## Exercise
List every line in the records below that contains the word "hair", copying each line in full. Matching is case-sensitive.

## Listed records
»»

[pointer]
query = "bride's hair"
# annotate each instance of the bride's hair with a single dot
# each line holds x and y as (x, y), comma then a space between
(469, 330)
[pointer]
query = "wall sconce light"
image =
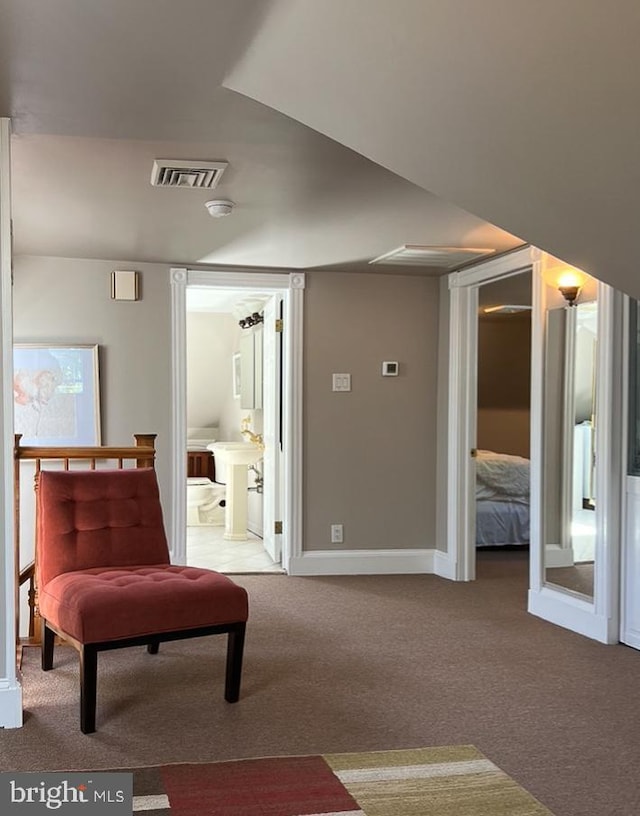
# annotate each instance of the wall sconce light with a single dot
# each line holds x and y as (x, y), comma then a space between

««
»»

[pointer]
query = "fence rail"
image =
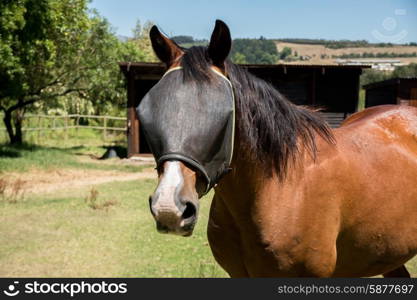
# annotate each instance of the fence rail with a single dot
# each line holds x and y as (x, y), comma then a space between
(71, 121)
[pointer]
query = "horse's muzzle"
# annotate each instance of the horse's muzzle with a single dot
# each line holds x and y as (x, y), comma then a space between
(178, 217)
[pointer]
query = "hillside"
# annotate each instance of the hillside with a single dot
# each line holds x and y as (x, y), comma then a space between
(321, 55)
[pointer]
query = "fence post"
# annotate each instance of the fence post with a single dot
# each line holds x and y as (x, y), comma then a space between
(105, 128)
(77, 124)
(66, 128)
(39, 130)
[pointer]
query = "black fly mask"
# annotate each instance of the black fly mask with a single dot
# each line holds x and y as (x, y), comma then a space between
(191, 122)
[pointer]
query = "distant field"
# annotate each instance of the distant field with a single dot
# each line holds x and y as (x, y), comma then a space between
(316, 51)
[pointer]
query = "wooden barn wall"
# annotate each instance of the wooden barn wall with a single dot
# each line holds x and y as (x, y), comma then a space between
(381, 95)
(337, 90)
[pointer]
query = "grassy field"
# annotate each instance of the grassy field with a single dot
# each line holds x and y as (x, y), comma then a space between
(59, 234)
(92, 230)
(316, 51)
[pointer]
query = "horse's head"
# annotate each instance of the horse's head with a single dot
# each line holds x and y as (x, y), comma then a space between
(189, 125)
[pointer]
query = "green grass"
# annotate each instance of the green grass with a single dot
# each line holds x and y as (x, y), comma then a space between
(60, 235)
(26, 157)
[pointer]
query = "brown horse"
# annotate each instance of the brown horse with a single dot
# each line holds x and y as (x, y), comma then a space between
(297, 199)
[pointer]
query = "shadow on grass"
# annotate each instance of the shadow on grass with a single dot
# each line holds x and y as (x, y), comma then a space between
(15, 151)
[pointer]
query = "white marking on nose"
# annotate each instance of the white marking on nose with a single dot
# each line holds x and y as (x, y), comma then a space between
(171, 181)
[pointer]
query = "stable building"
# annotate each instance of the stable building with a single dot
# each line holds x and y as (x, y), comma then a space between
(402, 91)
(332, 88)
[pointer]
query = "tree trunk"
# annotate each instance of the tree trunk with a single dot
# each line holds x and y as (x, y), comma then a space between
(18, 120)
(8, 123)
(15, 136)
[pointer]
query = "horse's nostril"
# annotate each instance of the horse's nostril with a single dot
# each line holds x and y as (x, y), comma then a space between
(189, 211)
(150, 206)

««

## Full response
query = "bride's hair"
# annotate each instance of the bride's hair with a single dot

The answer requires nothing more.